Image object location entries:
====
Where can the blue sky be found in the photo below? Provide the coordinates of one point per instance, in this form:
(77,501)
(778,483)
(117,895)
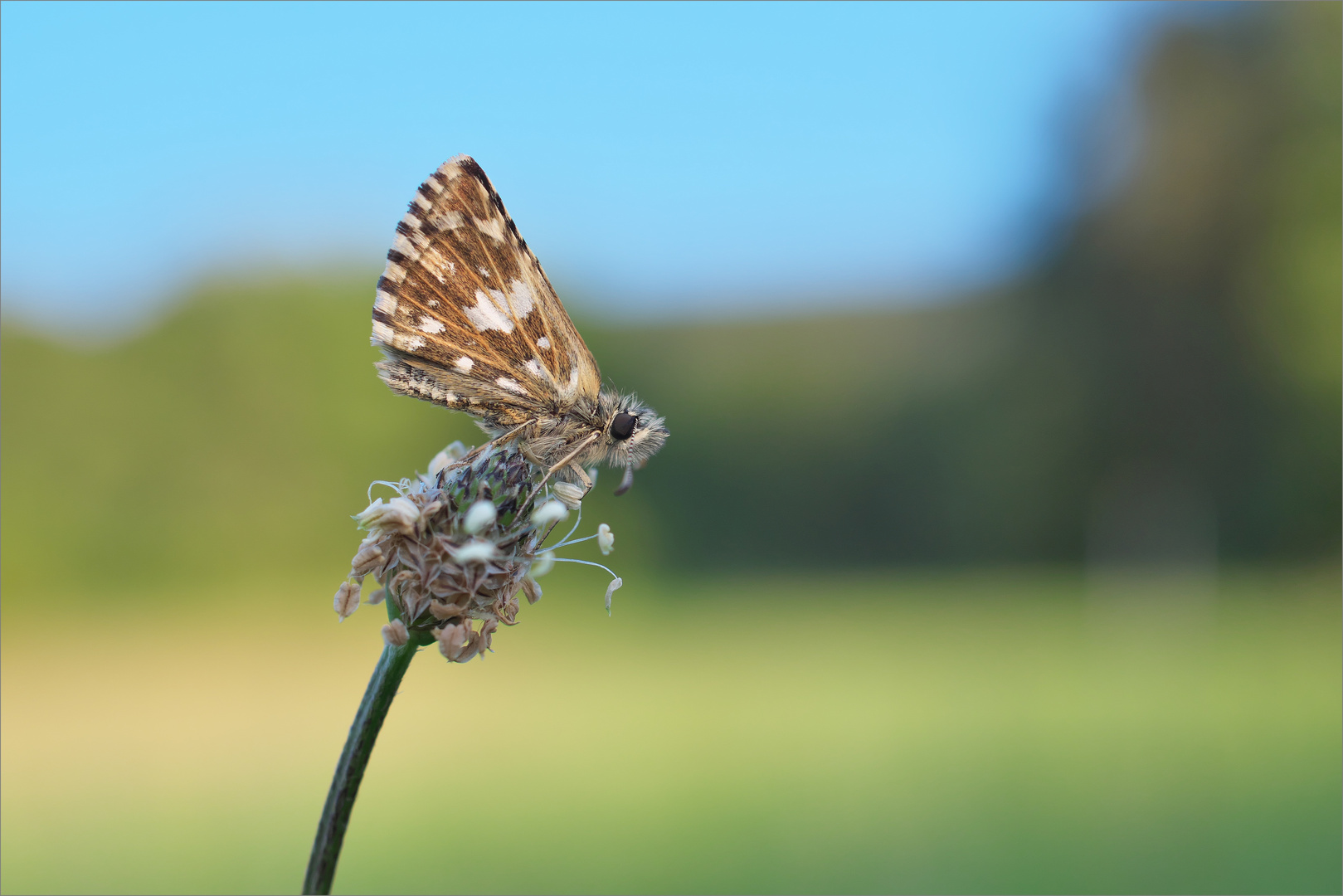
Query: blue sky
(665,160)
====
## Do this
Drop the images and quote the entries word for word.

## Solution below
Where can the blue sky be found in the photo below? Provide the coordinates of one point per instance, in this form:
(77,501)
(778,483)
(117,895)
Query: blue sky
(665,160)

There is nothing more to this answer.